» **TO BE DONE**
Copy every line of the records below that contains the string "gray".

» **INPUT DATA**
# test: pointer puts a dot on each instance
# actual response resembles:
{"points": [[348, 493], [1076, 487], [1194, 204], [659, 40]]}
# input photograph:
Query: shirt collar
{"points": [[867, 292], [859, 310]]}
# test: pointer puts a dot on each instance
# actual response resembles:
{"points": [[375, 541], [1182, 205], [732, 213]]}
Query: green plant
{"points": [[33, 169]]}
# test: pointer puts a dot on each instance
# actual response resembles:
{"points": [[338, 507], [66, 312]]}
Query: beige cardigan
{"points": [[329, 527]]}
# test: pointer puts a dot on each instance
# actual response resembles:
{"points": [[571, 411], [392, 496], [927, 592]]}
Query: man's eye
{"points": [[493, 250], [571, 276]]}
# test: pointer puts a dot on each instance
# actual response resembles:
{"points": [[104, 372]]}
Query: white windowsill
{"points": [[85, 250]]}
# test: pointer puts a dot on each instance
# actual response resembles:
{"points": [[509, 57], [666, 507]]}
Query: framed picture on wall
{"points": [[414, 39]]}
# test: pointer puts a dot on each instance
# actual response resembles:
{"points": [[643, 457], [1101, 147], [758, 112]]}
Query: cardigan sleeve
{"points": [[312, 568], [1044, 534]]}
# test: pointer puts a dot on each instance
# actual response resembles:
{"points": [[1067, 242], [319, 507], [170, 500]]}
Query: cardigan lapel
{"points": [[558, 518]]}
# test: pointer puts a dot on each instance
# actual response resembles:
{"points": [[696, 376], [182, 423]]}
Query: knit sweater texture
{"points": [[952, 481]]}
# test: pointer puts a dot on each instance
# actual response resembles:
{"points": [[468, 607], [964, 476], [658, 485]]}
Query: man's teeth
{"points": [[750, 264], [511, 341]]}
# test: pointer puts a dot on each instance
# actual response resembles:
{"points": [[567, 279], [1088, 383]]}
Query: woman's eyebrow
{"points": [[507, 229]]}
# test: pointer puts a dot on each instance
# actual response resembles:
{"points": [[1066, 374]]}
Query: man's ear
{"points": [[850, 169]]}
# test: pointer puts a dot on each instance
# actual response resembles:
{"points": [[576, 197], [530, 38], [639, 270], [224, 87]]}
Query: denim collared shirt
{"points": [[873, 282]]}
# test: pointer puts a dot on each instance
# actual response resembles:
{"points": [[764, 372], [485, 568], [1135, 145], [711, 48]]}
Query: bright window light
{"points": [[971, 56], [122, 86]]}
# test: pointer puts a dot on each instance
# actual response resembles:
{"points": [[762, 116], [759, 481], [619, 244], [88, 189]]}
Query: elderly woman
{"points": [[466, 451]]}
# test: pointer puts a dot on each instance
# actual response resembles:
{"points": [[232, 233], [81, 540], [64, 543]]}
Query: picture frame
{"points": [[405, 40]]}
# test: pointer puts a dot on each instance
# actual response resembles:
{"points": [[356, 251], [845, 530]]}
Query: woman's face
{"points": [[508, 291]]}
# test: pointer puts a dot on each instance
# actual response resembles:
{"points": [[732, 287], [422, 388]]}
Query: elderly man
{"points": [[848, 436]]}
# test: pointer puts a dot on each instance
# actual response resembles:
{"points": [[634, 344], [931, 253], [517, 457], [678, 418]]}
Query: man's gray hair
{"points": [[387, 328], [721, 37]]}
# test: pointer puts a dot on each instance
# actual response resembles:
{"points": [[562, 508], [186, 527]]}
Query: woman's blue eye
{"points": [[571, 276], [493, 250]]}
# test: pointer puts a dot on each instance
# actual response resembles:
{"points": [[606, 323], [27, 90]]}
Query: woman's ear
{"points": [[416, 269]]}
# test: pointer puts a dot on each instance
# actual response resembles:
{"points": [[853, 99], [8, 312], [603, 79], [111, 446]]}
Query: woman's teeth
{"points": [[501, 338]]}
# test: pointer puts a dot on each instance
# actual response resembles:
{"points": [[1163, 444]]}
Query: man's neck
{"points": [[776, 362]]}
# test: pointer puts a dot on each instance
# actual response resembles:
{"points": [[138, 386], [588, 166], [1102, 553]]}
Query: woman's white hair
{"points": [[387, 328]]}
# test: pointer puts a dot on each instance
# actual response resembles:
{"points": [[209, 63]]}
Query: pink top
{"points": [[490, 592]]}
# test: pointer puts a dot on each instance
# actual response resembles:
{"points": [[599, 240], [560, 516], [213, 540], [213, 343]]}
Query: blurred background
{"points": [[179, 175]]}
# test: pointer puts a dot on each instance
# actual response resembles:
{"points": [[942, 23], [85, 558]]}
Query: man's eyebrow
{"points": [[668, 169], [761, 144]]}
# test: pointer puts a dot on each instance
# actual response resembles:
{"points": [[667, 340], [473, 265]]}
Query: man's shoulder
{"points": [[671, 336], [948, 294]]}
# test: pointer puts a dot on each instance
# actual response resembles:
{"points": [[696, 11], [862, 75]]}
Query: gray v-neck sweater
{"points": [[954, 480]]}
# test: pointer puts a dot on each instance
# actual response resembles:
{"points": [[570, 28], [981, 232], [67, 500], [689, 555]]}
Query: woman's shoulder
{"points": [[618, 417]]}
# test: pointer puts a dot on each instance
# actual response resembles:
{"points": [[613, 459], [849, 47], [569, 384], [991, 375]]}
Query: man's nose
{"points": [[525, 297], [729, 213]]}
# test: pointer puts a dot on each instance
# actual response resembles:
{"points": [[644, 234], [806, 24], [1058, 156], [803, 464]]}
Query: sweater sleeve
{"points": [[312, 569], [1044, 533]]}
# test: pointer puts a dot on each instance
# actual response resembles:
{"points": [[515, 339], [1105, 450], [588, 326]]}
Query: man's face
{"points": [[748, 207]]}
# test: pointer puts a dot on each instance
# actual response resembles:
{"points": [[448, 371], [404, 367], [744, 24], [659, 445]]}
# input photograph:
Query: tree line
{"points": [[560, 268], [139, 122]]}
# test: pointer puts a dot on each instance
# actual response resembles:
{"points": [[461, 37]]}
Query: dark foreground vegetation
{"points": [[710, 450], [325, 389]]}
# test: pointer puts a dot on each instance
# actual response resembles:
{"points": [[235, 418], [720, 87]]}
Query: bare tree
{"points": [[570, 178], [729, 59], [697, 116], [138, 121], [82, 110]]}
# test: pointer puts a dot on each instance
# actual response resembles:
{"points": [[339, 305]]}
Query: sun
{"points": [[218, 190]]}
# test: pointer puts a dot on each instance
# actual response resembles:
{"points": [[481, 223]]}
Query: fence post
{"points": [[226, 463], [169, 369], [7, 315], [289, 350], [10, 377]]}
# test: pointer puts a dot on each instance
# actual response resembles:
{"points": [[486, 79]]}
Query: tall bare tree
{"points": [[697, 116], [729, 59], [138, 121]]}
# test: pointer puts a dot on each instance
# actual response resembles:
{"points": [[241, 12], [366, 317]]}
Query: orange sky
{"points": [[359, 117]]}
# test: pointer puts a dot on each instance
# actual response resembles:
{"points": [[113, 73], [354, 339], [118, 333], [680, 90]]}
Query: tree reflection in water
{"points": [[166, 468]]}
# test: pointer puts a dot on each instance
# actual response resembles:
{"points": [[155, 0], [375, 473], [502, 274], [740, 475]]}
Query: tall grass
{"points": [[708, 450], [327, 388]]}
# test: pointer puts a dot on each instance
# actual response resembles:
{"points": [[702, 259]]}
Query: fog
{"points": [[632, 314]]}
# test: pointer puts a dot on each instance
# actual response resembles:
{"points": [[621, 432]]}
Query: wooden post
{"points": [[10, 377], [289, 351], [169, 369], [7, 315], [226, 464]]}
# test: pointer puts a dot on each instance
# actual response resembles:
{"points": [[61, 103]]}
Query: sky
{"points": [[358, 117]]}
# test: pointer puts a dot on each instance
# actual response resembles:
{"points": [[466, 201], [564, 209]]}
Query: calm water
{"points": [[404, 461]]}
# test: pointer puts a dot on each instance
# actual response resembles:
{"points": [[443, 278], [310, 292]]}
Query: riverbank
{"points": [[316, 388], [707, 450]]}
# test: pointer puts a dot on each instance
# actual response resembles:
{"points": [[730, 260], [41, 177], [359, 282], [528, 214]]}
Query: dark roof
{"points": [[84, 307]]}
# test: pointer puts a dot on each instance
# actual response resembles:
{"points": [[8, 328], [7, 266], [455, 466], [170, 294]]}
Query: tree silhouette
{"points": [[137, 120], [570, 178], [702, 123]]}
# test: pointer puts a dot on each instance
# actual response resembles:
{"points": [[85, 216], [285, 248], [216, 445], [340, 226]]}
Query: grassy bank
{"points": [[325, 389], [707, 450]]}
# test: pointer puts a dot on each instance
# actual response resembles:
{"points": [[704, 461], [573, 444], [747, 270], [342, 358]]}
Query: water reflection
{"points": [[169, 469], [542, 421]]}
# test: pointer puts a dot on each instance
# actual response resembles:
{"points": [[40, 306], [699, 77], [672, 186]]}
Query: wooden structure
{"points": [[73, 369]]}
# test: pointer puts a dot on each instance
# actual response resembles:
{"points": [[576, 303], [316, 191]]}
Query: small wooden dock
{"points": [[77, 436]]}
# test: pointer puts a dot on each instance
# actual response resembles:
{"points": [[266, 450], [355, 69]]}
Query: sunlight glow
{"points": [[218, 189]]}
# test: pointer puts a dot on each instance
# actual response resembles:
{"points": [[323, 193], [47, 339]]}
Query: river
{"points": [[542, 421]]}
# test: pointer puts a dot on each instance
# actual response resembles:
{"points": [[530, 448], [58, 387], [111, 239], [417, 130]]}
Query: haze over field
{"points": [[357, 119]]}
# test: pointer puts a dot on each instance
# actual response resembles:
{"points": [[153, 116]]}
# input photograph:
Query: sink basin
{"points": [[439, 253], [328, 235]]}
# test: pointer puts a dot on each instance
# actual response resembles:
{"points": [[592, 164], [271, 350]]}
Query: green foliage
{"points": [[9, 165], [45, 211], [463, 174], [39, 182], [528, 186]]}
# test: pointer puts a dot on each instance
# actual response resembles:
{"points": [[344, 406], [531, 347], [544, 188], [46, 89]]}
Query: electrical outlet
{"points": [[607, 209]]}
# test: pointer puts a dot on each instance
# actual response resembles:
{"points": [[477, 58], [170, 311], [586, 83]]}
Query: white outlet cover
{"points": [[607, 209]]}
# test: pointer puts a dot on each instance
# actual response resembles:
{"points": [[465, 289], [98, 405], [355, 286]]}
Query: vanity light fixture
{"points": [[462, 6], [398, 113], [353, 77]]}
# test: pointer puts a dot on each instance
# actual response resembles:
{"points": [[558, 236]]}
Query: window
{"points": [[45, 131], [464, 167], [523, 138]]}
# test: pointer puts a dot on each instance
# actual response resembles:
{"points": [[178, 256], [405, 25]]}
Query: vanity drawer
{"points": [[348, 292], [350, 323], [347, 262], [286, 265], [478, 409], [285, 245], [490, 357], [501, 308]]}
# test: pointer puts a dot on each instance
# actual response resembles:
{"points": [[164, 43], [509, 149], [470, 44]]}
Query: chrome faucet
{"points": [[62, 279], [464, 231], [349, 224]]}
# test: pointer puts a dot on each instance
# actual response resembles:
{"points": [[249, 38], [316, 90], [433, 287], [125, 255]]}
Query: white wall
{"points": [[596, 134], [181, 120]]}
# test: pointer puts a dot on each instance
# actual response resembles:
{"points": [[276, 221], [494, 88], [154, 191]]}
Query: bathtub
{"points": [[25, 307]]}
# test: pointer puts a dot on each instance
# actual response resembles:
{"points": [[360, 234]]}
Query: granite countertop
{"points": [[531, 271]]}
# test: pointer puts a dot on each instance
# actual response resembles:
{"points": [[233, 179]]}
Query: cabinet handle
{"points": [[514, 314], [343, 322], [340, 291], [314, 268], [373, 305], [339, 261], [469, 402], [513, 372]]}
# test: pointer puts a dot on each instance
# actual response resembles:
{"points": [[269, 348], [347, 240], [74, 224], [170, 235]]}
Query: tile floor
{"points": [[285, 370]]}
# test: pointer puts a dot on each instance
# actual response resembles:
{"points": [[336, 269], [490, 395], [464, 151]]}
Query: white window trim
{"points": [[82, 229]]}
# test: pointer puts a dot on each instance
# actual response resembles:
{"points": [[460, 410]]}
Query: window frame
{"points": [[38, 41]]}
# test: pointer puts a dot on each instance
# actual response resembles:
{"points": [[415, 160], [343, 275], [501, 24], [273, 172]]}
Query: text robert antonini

» **EXERCISE RESULT**
Query: man's gray hair
Query: gray v-neck sweater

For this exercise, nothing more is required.